### What you have to do
Extend the article on SL Green Realty's stock, picking up right after its last sentence.

### Excerpted passage
= = = =

Shares of SL Green Realty (NYSE: SLG) have shed more than a third of their value over the past year. The main factor weighing on shares of the office REIT, or real estate investment trust, is the impact the COVID-19 outbreak has had on the New York City office market, where it's the leading landlord. The city has been among the hardest hit by the pandemic.
However, with vaccines starting to roll out, there's optimism that we could return to some sense of normalcy by the middle of this year. Given that backdrop, here's a look at the case for and against buying shares of SL Green Realty these days.
The case for buying SL Green Realty
While SL Green's stock slumped last year, its financial results held up relatively well. Through the third quarter, the REIT had generated $443.6 million, or $5.54 per share, of FFO. For comparison's sake, FFO was $458.1 million, or $5.25 per share, through the first nine months of 2019. While FFO declined by 3.2% on an absolute basis due to asset sales and some pandemic-related issues, it was up 5.5% per share thanks to its stock repurchase program.
Overall, the company collected more than 90% of the rent it billed, with offices averaging more than 95% and retail closer to 70%. Compared to other property types, those relatively high rental collection rates suggest that tenants plan to return to their locations after the pandemic ends.
Further supporting that thesis was the REIT's leasing activity. The company signed more than 1.2 million square feet of new and renewal Manhattan leases last year, achieving its revised target with lease rates only slightly below its initial budget.
Meanwhile, the company successfully sold assets to shore up its balance sheet, giving it the cash to return to shareholders via share repurchases and dividends. Demand for high-quality office buildings remains strong, evidenced by the sale of 410 Tenth Avenue in November for $952.5 million. The company agreed to sell that building at a 4.6% cap rate, -- in line with pre-COVID levels -- generating a $175 million profit on its investment or a 35% internal rate of return (IRR). That sale demonstrated that institutional investors still highly value high-quality real estate because they believe that offices won't see diminished use or value deterioration in a post-pandemic world.

= = = =

### Data extract

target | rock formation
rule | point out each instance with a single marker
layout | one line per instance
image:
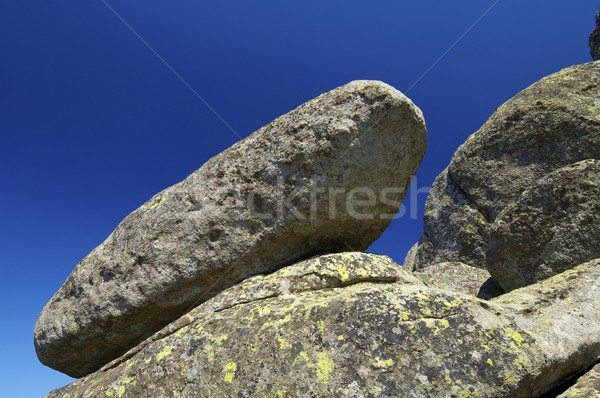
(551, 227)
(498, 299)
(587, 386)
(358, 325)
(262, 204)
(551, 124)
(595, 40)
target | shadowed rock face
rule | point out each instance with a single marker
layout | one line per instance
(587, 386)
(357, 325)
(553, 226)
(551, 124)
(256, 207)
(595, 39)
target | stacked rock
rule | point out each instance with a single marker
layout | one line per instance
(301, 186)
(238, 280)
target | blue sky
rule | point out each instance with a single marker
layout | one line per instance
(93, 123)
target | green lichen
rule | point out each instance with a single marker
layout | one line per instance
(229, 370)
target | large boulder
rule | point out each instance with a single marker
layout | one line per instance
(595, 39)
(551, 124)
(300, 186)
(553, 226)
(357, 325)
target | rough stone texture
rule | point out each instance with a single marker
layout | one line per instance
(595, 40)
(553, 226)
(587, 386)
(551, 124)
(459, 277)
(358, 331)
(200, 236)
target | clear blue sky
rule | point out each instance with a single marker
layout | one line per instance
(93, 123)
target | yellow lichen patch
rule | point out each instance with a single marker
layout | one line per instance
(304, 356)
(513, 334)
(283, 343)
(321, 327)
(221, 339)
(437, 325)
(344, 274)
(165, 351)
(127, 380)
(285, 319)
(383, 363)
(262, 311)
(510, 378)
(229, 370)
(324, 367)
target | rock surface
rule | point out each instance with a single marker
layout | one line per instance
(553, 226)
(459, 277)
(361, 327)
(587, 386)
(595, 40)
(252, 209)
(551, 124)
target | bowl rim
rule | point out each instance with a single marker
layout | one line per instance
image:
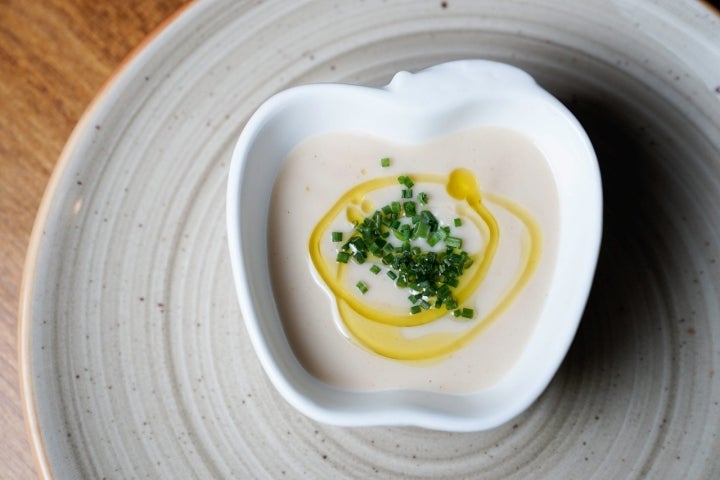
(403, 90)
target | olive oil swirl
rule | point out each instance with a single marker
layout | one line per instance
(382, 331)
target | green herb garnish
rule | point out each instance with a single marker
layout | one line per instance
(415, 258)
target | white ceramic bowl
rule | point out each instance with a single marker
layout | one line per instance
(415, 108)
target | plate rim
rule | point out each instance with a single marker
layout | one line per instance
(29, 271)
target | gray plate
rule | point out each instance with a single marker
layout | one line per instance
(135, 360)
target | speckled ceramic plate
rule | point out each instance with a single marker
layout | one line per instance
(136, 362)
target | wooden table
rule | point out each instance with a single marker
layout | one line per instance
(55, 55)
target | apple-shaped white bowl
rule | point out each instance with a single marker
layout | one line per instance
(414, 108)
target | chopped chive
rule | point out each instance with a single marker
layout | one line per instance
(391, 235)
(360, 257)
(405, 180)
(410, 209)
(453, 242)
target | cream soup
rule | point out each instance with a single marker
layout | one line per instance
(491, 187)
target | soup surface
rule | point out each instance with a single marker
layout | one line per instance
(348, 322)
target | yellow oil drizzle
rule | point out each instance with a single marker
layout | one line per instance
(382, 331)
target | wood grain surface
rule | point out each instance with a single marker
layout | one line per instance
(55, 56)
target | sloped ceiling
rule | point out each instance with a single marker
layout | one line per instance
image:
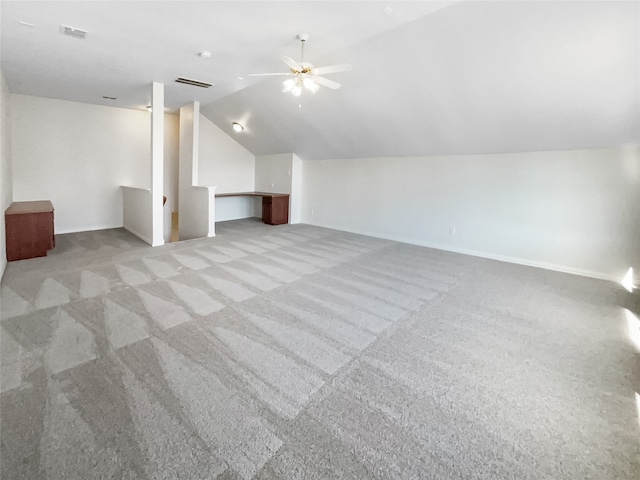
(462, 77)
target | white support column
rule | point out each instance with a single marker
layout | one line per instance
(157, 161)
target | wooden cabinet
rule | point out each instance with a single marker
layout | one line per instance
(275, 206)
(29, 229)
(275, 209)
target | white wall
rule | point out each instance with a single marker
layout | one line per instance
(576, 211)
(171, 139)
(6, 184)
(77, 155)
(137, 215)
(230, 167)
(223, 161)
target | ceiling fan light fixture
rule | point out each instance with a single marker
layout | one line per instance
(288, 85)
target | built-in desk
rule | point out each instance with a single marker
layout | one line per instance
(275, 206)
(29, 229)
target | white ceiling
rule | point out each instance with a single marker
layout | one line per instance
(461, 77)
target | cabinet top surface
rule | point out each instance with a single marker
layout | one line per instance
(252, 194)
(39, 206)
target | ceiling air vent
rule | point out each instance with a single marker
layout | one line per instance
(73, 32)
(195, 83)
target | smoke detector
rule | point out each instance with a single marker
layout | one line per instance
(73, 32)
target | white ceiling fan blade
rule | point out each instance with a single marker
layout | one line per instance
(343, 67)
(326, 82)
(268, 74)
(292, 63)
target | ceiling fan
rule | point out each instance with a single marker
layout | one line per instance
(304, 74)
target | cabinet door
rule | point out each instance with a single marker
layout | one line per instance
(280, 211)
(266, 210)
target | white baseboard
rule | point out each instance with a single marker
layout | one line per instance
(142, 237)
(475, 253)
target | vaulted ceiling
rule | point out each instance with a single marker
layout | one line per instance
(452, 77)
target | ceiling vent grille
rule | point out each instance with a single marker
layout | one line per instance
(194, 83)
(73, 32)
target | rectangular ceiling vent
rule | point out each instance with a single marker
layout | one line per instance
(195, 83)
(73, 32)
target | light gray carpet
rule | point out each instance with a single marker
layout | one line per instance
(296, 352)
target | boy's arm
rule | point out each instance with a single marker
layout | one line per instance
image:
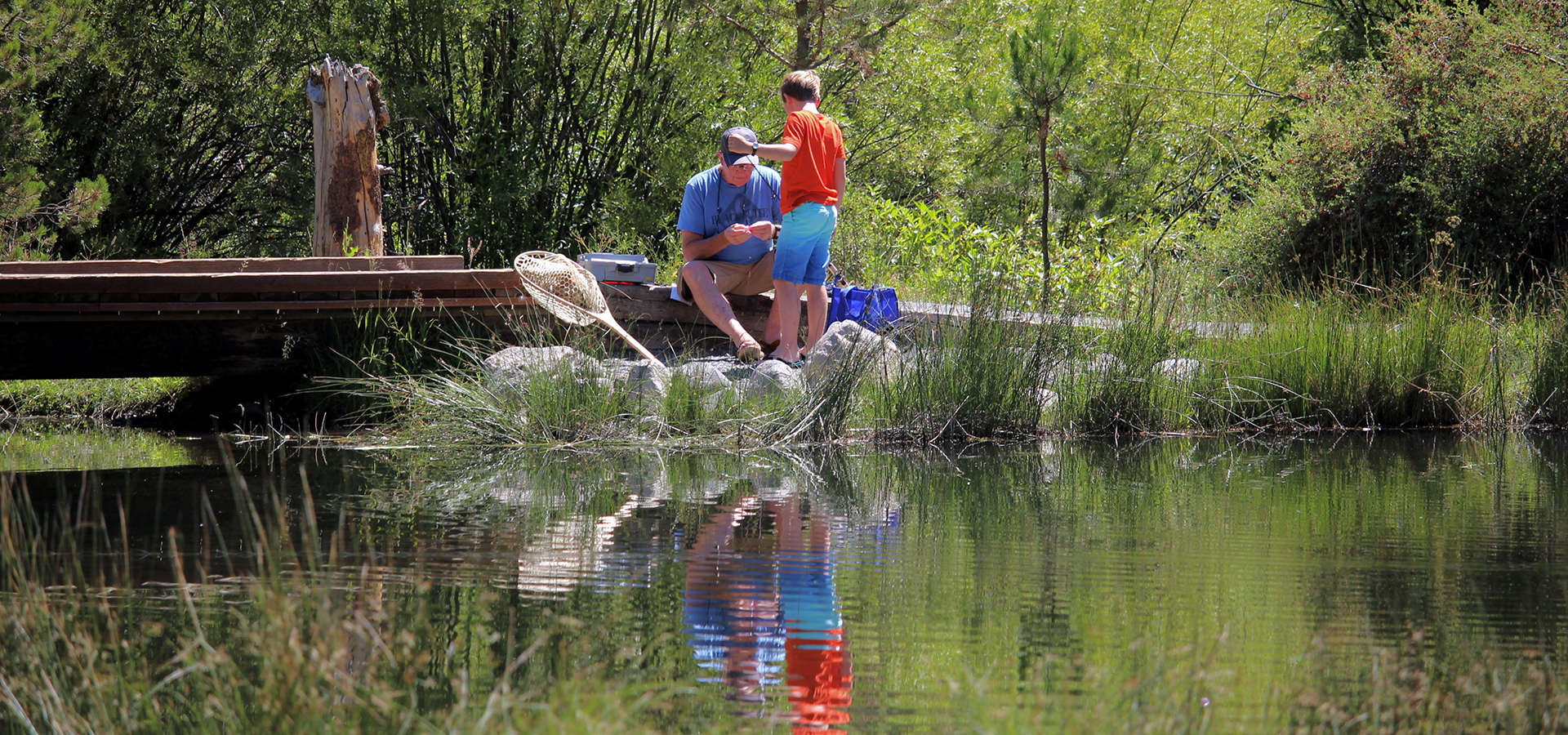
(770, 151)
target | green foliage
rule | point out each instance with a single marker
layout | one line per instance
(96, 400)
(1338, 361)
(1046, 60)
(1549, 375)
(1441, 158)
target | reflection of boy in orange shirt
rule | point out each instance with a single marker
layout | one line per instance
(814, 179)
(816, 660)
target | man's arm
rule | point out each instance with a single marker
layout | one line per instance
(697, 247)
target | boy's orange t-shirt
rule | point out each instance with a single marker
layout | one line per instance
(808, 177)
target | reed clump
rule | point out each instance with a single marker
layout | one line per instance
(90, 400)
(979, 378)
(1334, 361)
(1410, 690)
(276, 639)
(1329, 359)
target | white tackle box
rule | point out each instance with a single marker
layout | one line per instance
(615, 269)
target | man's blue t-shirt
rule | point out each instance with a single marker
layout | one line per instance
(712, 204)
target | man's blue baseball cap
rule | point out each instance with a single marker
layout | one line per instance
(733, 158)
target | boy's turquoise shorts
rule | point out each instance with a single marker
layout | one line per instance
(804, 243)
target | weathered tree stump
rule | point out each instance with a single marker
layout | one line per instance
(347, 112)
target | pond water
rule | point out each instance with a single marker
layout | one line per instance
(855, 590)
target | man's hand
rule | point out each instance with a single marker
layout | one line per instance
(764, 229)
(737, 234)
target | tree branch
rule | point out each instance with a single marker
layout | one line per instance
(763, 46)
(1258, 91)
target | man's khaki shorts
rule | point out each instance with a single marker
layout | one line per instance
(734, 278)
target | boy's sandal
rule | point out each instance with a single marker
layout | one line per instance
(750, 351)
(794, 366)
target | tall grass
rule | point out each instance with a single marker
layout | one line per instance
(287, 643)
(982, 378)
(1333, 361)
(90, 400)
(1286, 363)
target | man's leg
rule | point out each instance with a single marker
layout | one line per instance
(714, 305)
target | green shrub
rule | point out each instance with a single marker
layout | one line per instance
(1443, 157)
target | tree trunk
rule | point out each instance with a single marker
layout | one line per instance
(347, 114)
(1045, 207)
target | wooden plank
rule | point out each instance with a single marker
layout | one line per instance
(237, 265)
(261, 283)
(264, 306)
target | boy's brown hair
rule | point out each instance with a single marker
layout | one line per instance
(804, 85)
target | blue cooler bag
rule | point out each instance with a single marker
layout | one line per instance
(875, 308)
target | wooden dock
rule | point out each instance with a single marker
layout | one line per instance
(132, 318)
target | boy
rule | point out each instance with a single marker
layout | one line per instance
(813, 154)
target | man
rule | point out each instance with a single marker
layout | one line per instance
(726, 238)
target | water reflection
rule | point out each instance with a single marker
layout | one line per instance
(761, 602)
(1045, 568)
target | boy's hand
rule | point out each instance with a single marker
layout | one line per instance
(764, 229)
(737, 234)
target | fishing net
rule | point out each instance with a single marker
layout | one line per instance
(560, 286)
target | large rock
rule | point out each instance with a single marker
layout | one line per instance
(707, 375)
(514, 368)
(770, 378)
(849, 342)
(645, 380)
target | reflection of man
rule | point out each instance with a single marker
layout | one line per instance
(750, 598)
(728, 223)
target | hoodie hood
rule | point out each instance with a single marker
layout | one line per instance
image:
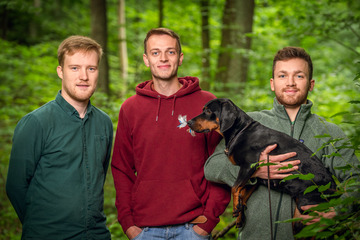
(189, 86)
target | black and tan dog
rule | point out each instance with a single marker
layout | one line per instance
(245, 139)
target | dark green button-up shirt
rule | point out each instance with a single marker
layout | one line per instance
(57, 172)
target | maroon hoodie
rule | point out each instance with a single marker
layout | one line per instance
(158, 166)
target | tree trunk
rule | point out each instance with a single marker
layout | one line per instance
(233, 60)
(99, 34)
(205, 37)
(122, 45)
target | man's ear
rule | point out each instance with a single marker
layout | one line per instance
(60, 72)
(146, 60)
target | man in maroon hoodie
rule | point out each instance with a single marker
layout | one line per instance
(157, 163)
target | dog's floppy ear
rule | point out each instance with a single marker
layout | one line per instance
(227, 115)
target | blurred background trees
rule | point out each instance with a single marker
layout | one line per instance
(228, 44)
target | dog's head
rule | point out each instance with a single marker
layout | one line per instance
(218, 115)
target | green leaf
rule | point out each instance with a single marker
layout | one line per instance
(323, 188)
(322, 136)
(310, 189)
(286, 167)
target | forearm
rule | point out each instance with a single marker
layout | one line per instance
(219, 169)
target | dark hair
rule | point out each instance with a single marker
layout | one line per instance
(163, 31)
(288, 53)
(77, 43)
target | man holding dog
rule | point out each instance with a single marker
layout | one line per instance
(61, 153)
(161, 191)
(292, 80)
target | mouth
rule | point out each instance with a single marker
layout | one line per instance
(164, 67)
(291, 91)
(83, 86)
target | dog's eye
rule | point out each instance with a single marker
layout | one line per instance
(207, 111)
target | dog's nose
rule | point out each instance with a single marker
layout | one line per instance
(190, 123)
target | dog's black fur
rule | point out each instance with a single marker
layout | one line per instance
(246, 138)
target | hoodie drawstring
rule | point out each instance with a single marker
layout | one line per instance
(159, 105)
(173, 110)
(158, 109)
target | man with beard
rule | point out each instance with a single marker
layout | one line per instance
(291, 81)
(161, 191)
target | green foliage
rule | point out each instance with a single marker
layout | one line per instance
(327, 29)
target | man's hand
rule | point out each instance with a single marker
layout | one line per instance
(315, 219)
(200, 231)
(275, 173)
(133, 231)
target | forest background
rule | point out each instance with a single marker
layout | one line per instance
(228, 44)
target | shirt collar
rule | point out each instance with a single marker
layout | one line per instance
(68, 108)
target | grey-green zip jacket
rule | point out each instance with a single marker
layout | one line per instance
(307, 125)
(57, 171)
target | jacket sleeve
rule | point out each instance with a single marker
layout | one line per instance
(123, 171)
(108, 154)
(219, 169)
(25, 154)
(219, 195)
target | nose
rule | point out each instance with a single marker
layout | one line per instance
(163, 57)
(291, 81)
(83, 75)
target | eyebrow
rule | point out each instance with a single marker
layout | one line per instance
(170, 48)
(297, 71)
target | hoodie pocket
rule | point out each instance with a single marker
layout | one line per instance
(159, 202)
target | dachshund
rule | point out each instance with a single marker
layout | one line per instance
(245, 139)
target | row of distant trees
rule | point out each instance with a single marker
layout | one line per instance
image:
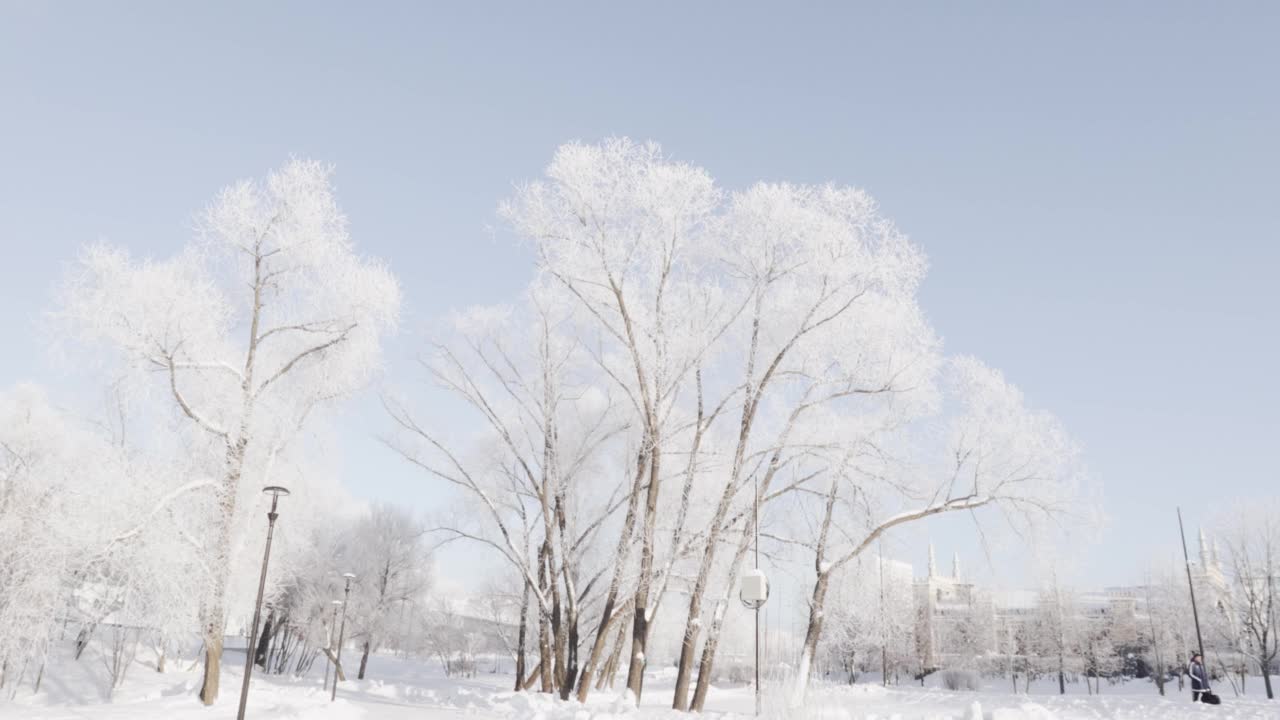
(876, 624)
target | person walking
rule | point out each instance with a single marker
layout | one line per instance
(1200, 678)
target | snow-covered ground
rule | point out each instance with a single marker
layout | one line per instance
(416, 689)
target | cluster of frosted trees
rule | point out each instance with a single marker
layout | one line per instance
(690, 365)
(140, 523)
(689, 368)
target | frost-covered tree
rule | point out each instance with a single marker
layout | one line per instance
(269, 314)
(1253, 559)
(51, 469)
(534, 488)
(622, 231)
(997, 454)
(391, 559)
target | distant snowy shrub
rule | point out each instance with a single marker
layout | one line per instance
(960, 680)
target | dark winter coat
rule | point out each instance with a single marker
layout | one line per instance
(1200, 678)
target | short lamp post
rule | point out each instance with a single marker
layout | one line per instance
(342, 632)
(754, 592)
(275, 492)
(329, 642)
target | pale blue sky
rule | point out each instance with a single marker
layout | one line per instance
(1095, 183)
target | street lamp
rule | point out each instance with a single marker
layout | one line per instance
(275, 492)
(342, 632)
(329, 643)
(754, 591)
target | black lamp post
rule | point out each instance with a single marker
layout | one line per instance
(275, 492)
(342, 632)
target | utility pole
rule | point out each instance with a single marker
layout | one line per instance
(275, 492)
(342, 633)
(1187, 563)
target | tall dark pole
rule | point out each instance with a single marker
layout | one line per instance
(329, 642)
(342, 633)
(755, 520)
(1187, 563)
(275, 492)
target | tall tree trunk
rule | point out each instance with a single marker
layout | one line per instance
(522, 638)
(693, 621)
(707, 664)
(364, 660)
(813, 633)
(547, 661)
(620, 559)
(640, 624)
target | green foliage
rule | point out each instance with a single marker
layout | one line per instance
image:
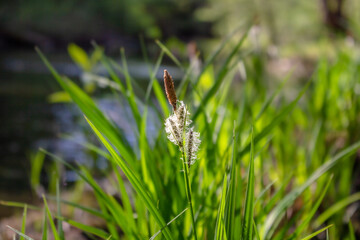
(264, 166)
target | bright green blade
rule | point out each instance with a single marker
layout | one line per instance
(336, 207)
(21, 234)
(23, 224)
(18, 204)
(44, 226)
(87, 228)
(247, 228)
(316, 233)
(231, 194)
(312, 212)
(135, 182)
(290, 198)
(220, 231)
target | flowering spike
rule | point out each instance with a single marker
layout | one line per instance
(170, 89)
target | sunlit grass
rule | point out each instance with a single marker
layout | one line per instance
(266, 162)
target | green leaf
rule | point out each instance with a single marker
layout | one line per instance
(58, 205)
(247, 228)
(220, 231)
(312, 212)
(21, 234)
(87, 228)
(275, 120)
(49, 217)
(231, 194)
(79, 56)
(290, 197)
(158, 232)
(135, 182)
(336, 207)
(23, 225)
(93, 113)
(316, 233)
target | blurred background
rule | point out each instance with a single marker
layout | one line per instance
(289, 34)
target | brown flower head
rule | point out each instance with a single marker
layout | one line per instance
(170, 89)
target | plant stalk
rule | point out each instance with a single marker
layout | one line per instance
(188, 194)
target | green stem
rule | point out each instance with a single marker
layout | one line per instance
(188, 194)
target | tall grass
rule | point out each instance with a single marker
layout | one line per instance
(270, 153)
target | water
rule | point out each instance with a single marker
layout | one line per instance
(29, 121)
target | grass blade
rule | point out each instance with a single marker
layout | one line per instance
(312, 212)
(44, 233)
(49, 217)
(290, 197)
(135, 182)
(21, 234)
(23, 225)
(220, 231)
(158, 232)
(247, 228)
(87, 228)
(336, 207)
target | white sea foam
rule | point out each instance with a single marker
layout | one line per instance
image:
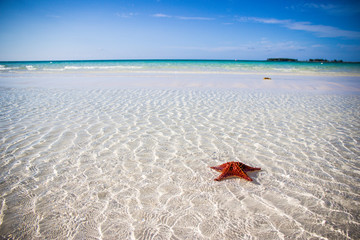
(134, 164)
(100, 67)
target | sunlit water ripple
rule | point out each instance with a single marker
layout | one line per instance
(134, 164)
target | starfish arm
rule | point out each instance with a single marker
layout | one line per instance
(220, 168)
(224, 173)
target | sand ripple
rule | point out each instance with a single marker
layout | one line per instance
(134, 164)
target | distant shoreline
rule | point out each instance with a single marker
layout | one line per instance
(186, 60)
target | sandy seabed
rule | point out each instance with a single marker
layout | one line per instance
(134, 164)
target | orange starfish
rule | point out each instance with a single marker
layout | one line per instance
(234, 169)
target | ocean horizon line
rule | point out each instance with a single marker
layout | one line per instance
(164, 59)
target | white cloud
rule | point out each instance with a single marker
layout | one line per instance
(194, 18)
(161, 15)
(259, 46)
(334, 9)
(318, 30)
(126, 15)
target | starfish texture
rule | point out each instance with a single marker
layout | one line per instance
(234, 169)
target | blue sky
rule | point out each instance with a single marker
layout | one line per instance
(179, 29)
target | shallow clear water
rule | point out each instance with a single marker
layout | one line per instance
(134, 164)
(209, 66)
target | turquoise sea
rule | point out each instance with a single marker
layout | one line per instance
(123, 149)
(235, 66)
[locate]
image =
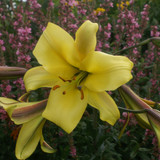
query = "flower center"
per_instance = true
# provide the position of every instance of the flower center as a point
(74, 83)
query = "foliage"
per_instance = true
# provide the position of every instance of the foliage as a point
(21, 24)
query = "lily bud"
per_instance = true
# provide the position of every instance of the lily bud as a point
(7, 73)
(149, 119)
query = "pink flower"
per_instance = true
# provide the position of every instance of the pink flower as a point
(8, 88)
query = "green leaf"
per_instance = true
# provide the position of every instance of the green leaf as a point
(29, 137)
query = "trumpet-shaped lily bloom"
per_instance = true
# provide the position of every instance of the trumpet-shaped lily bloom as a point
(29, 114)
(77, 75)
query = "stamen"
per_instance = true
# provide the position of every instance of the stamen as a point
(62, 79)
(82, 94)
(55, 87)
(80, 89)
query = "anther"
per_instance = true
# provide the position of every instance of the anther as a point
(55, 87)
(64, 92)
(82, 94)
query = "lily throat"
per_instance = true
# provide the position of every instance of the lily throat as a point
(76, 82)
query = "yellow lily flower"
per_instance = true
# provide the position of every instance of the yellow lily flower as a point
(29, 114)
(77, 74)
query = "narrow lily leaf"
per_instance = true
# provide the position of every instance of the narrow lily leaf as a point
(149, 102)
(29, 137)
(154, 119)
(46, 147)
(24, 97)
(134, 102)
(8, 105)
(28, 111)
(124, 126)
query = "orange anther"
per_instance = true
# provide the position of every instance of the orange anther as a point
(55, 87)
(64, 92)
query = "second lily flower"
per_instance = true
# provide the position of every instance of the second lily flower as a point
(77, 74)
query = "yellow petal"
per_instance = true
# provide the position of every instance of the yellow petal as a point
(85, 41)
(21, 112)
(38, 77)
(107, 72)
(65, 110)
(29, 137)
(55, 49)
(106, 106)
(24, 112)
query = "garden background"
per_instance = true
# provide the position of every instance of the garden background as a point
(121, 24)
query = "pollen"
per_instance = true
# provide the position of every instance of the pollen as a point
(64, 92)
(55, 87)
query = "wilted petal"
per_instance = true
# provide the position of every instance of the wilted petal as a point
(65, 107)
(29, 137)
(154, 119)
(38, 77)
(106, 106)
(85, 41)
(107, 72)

= = = =

### Response
The case against buying SL Green Realty
The biggest risk with buying SL Green is that office tenants won't return to New York City at the same level as before the pandemic. Two factors could impact future occupancy levels in the city. First, companies could allow more of their employees to permanently work from home or implement a hybrid office model where they only come in for meetings or a couple of times a week. If there's widespread adoption of these flexible office solutions, companies likely won't need as much New York City office space in the future.
Another headwind specifically facing the New York City office market is that financial companies are opening offices and relocating to other markets, notably Miami. Driving this exodus is lower taxes, fewer government restrictions, less crime, more space, and better weather. If this trend accelerates in the coming years, it could cause vacancy rates in New York City to rise, affecting rental rates.
We've heard this story before
New York City has faced challenges before. However, it's bounced back each time. There's reason to be optimistic that will happen again since vaccines are starting to roll out. Further, while financial companies might be moving out of the city, tech companies moved in as 25% of all new leases in Manhattan last year. Add that to SL Green's desirable characteristics of a top-notch portfolio and balance sheet, and it looks like a great office REIT to buy on the bet the sector will recover this year.